Exercise - Which lines run from the one containing "For the image above, where does the small" through the end of the material? Reproduce them exactly.

Task material -
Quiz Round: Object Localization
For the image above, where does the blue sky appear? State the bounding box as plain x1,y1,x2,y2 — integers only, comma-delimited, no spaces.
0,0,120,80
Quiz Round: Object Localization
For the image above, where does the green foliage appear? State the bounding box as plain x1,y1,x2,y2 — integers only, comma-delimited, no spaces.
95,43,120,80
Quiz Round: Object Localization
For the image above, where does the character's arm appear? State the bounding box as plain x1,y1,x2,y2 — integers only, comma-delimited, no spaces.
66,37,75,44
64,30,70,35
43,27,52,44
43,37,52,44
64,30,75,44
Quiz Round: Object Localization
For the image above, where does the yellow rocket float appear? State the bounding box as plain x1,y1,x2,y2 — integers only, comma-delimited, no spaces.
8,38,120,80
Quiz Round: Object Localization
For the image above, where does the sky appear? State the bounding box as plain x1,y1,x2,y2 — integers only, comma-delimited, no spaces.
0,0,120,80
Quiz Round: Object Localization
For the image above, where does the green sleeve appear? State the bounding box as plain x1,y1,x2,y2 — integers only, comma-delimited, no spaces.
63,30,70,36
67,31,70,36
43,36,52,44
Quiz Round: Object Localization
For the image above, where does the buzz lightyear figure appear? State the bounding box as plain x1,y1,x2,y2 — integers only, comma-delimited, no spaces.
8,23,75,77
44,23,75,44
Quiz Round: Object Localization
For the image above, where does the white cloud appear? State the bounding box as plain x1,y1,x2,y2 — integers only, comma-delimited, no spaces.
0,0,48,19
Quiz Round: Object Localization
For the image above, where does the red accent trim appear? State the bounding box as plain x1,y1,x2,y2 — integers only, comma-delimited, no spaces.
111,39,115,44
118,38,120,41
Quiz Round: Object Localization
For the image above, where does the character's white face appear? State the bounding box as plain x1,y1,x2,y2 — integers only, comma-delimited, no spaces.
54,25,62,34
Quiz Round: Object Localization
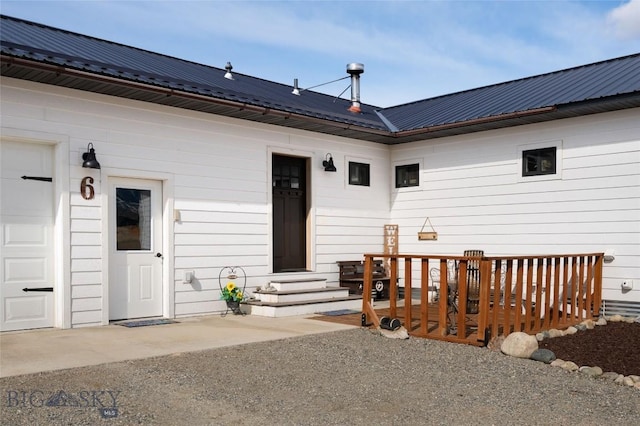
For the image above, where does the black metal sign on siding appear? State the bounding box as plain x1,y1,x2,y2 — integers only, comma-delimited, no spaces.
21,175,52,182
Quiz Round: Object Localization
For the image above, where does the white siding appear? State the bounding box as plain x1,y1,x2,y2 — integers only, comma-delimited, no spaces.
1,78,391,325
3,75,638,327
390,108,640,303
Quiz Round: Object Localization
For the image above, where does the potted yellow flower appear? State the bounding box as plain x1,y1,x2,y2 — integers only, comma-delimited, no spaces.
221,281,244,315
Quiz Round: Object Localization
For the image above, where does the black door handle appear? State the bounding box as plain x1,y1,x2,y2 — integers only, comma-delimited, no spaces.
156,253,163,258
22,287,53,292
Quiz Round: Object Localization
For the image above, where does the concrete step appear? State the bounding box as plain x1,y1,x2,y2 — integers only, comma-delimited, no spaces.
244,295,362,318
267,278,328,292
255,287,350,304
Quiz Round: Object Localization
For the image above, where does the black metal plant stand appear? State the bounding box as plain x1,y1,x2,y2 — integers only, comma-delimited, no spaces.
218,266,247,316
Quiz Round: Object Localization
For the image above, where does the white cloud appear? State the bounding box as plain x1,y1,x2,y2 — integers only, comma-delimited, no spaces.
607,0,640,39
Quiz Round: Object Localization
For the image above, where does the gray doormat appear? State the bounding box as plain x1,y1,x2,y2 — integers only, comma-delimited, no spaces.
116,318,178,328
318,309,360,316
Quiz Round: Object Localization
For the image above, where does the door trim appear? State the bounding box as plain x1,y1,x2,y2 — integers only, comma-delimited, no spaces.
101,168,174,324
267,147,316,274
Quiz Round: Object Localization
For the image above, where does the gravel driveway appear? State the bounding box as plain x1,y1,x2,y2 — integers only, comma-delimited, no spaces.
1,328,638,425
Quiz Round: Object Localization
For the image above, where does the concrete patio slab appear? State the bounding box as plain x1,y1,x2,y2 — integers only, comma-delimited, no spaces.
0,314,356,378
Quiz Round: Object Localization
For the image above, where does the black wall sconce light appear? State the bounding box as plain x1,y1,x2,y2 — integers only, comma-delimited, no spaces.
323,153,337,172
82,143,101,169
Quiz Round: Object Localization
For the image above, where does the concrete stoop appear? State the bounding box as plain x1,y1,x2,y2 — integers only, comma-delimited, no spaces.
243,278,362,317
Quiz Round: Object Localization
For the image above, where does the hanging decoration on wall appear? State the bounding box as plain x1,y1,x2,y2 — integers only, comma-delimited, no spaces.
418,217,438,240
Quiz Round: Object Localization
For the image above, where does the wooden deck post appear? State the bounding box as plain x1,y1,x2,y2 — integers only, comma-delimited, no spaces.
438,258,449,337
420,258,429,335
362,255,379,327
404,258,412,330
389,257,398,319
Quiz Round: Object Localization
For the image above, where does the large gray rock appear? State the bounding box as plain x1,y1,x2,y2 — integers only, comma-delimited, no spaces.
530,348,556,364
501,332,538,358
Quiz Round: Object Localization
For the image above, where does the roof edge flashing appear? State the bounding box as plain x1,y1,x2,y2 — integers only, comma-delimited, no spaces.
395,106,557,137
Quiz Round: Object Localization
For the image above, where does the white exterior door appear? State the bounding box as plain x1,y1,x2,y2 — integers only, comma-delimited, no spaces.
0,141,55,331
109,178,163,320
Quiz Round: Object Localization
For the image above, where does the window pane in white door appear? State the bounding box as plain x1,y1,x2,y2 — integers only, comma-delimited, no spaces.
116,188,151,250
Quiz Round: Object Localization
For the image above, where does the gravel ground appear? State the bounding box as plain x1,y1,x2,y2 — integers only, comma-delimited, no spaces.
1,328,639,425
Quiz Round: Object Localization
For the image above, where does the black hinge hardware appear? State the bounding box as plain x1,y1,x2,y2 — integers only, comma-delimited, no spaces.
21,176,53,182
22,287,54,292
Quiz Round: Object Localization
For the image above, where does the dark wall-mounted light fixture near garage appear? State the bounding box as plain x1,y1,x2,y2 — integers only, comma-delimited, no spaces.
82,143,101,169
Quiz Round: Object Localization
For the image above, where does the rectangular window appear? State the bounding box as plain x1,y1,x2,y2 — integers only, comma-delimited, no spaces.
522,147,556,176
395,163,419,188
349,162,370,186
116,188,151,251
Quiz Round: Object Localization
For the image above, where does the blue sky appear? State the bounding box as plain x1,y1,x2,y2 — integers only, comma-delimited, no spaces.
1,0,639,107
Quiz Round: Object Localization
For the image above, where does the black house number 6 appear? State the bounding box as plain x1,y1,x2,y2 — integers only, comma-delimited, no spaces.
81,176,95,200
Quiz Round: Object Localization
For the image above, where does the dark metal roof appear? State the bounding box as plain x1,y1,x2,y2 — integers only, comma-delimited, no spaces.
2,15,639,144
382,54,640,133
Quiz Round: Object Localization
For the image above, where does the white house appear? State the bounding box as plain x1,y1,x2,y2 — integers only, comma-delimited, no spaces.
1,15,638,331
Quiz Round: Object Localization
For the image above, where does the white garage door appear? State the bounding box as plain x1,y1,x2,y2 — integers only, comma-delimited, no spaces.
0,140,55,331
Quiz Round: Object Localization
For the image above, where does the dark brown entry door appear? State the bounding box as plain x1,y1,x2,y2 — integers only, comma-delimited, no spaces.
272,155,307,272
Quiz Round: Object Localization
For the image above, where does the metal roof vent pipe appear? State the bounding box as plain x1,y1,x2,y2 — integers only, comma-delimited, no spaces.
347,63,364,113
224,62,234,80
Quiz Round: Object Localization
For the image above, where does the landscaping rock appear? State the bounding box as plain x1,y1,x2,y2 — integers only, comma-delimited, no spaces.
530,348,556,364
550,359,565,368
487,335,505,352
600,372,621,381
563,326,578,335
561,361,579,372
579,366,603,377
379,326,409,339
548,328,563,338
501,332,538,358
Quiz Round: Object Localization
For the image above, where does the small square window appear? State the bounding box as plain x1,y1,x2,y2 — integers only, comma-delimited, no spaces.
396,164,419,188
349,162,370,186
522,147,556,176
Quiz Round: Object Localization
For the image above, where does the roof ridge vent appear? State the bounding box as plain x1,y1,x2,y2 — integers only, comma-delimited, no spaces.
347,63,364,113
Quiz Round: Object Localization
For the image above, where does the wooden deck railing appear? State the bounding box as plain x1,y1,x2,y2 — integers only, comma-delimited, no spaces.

Result of this task -
For the image above, where does the small square window appear? State the bounding box as plain x1,y1,x2,y2 — integers only, comma-delimited, no spaces.
396,164,419,188
349,162,370,186
522,147,556,176
Quiz Round: Object Localization
For the image above, where does the roof ridge vent appear? State the bounding box as plain x1,y1,x2,y2 — integers only, comma-delimited, no spaces.
347,63,364,113
Quiz Round: Object Localization
For the image above, where does the wooden deck railing appear? State the bounding box as plain x1,y1,x2,y2 — integers only, comma-delimited, no spaces.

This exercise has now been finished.